WHAT IS REQUIRED —
Repeat the lines below, swapping every "Can you spot" for "Can you locate" and keeping everything else unchanged.
--- begin SUPPLIED ENTRIES ---
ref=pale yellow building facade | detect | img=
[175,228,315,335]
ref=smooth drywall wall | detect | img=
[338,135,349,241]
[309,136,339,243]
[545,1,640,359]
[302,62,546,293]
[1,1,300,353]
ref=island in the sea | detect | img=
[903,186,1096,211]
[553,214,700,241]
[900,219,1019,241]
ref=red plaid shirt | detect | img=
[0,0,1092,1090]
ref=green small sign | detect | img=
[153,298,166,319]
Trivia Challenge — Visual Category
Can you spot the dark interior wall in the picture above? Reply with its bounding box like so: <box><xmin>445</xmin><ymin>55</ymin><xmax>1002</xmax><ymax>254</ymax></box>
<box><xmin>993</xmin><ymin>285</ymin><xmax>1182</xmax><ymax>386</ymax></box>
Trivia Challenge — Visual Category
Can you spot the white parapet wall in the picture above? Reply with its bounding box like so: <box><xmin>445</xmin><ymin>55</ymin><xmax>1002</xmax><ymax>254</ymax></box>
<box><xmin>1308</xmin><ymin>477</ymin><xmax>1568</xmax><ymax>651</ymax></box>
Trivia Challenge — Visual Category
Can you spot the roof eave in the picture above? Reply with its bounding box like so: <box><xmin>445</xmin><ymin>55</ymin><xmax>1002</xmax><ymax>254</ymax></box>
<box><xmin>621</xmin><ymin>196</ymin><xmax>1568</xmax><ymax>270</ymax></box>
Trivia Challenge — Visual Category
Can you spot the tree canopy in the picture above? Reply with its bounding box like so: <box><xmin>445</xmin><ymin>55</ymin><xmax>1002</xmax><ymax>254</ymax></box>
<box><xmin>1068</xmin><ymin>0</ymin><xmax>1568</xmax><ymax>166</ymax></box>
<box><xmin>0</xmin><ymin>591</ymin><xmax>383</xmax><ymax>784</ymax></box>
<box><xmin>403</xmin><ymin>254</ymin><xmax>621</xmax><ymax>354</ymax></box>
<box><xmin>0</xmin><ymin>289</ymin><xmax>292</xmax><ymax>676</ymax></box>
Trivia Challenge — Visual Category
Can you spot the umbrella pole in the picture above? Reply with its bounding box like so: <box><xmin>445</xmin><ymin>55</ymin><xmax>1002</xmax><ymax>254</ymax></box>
--- end SUPPLIED ENTRIES ---
WORKED SOLUTION —
ref=pale yellow building facade | detect | img=
[175,228,315,335]
ref=smooth drywall wall | detect | img=
[338,135,349,241]
[309,136,339,243]
[545,1,640,359]
[302,62,546,293]
[1,1,300,353]
ref=island in the sea | detect | img=
[903,186,1096,211]
[553,214,700,241]
[900,219,1019,241]
ref=red plaid shirt | detect | img=
[0,0,1092,1090]
ref=green small sign | detect | img=
[153,298,166,319]
Trivia Challenge — Visual Category
Can you locate the dark interior wall in the picture above? Reply with its bounding box like so: <box><xmin>445</xmin><ymin>55</ymin><xmax>1002</xmax><ymax>254</ymax></box>
<box><xmin>993</xmin><ymin>285</ymin><xmax>1182</xmax><ymax>386</ymax></box>
Trivia Challenge — Visual Category
Can you locate the white parapet wall in the picture above? Reply with its bounding box like so: <box><xmin>445</xmin><ymin>55</ymin><xmax>1002</xmax><ymax>254</ymax></box>
<box><xmin>1308</xmin><ymin>477</ymin><xmax>1568</xmax><ymax>651</ymax></box>
Trivia Challenge — Visual Category
Can you locate the roof eave in the picture above? Reply with its bounding box like so: <box><xmin>445</xmin><ymin>55</ymin><xmax>1002</xmax><ymax>254</ymax></box>
<box><xmin>621</xmin><ymin>196</ymin><xmax>1568</xmax><ymax>270</ymax></box>
Trivia Challenge — Visual Category
Can you locate the tree canopy in the picture above? Reply with its bounding box like so: <box><xmin>445</xmin><ymin>55</ymin><xmax>1002</xmax><ymax>254</ymax></box>
<box><xmin>1068</xmin><ymin>0</ymin><xmax>1568</xmax><ymax>166</ymax></box>
<box><xmin>0</xmin><ymin>591</ymin><xmax>383</xmax><ymax>784</ymax></box>
<box><xmin>403</xmin><ymin>254</ymin><xmax>621</xmax><ymax>354</ymax></box>
<box><xmin>0</xmin><ymin>289</ymin><xmax>292</xmax><ymax>676</ymax></box>
Trivia Challenge — Visual Category
Can you locate the umbrella pole in the picture above? Reply with its bounding box like so: <box><xmin>445</xmin><ymin>55</ymin><xmax>1002</xmax><ymax>254</ymax></box>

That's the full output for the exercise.